• **Material for this exercise**
== Segment start ==
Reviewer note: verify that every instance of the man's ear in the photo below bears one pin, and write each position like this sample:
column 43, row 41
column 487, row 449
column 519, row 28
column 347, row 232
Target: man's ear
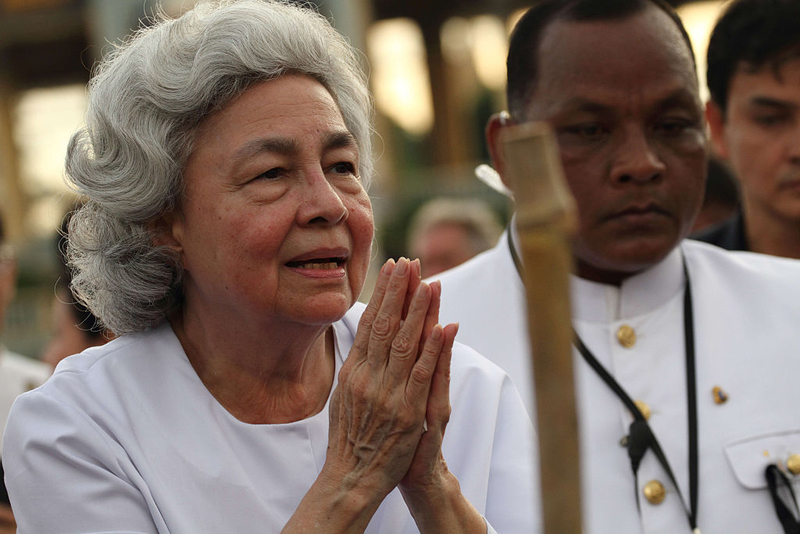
column 715, row 117
column 496, row 123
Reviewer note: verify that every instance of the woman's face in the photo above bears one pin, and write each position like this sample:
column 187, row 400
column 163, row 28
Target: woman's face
column 275, row 224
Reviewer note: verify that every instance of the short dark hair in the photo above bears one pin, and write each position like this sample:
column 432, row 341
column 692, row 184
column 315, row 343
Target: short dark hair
column 524, row 44
column 754, row 34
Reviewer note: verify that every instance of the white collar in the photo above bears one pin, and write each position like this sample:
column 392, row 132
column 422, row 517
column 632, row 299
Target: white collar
column 639, row 294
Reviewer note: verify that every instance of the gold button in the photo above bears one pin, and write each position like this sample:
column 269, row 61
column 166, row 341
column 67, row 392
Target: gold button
column 720, row 397
column 626, row 336
column 644, row 408
column 793, row 464
column 654, row 492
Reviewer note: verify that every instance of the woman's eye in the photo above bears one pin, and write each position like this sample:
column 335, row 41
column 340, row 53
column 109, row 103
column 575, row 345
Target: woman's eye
column 344, row 167
column 272, row 174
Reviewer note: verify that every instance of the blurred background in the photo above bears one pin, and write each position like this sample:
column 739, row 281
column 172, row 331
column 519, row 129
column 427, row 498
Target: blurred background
column 437, row 70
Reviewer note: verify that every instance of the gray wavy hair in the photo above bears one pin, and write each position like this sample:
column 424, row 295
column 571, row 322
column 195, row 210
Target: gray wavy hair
column 146, row 100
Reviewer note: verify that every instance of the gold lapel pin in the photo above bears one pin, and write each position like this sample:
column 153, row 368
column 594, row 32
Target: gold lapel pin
column 720, row 397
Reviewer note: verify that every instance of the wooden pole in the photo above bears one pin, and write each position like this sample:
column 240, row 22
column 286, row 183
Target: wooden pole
column 546, row 220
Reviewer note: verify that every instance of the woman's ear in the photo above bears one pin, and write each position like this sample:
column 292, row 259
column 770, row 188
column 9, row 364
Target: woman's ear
column 167, row 231
column 496, row 123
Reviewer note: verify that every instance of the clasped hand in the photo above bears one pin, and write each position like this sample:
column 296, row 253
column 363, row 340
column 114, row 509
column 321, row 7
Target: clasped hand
column 393, row 385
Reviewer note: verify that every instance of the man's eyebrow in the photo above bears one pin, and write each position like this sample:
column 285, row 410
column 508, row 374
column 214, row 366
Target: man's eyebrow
column 769, row 102
column 679, row 98
column 584, row 105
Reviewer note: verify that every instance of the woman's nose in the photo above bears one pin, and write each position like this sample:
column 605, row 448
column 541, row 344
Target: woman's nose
column 322, row 203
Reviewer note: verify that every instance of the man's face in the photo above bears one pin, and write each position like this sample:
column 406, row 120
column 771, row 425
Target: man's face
column 760, row 136
column 622, row 98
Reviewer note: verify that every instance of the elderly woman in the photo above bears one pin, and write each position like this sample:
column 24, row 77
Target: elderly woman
column 226, row 237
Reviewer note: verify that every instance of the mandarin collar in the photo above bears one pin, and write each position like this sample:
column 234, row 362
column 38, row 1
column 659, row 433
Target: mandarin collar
column 639, row 294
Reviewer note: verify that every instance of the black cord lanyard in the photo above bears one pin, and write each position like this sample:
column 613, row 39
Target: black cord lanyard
column 641, row 437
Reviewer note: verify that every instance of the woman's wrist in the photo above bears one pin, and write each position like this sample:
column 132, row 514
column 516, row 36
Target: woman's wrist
column 440, row 507
column 334, row 506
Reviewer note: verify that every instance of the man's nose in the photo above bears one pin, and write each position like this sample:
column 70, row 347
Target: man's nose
== Segment end ==
• **Description of the task**
Would you retype every line shown above exactly, leaving the pictures aside?

• **Task solution**
Reviewer note: verify that every instance of the man's ear in the photo below bears one pin, and write each position like this sample:
column 43, row 41
column 487, row 449
column 519, row 28
column 347, row 232
Target: man's ear
column 715, row 117
column 496, row 123
Reviewer note: verify that every instance of the woman's face in the photo above bears one pin, and write each position like this sample:
column 187, row 400
column 163, row 28
Target: woman's face
column 275, row 224
Reviewer note: verify that every instance of the short dark hair in the photo above bears one pin, and write each position like this sample:
column 432, row 341
column 692, row 184
column 315, row 343
Target: short dark hair
column 524, row 44
column 754, row 34
Reviewer note: verify that every instance of the white collar in the photo above bears one pin, and write each position like this sample:
column 392, row 132
column 422, row 517
column 632, row 299
Target: white collar
column 639, row 294
Reviewer note: verify that every instance of the gold button in the photo above bears one pin, and write each position like this sample:
column 269, row 61
column 166, row 341
column 67, row 392
Target: gold button
column 720, row 397
column 626, row 336
column 644, row 408
column 793, row 464
column 654, row 492
Reviewer note: verify that every instance of the woman's eye in the photo above bears one pin, and write each position like this sample:
column 335, row 41
column 340, row 53
column 109, row 103
column 575, row 345
Target: woman's eye
column 344, row 167
column 272, row 174
Reviewer note: verify that every instance of the blurred background in the photo above bears one pin, and write each position like this sample:
column 739, row 281
column 172, row 331
column 519, row 129
column 427, row 498
Target: blurred background
column 437, row 70
Reviewer note: verify that every instance of the gray wavy hair in the photo above bears one pin, and write each position like this sample:
column 424, row 295
column 571, row 322
column 195, row 210
Target: gray wavy hair
column 146, row 100
Reviewer note: verify that every instance of the gold lapel pin in the photo above bears one pin, and write each position like this sample:
column 153, row 368
column 594, row 32
Target: gold lapel pin
column 720, row 397
Reviewer note: verify that every instance of the wooden pole in the photo above bears one pin, and write each position like this sample:
column 240, row 22
column 286, row 183
Target: wooden pole
column 546, row 220
Reviewer note: verify that every instance of the woman's ear in the photo above bears one pin, and write each position like this sample:
column 292, row 259
column 770, row 188
column 9, row 364
Target: woman's ear
column 167, row 231
column 496, row 123
Reviewer note: verify that every instance of the clasped hand in the photo above bears one pin, and write each position like this sample:
column 296, row 253
column 363, row 340
column 114, row 509
column 321, row 7
Target: clasped hand
column 393, row 385
Reviewer note: verify that every instance of the man's eyebrow in the photo above bears one pin, and write each position like this sample:
column 285, row 410
column 508, row 374
column 214, row 366
Target: man's eyebrow
column 769, row 102
column 679, row 98
column 584, row 105
Reviewer note: verify that every instance of the woman's nose in the photo above bears one pin, and write each position like this sample:
column 605, row 448
column 541, row 344
Target: woman's nose
column 322, row 203
Reviewer note: verify that every instance of the man's face in the photo above bears one pin, and write each position like this sample:
column 406, row 120
column 771, row 425
Target: man's face
column 760, row 136
column 622, row 98
Reviewer note: verify that every instance of the elderly woman in the photo above bears one pin, and write each position like this sample:
column 24, row 77
Target: elderly woman
column 226, row 237
Reviewer note: verify that every instance of the mandarin collar in the photo above bears one pin, and write each position like this sample:
column 234, row 362
column 38, row 1
column 659, row 433
Target: mandarin collar
column 639, row 294
Reviewer note: verify that every instance of the black cord lanyard in the photo above bears one pin, and write each position like this sample:
column 613, row 39
Target: black cord lanyard
column 641, row 437
Reviewer note: verify that every instance of the woman's wrist in the photo above bears one pin, and write each position like this sample:
column 132, row 514
column 516, row 36
Target: woman's wrist
column 440, row 507
column 334, row 506
Reviewer note: verify that every instance of the man's nose in the photo above bears one pin, and write each position like this sample:
column 70, row 347
Target: man's nose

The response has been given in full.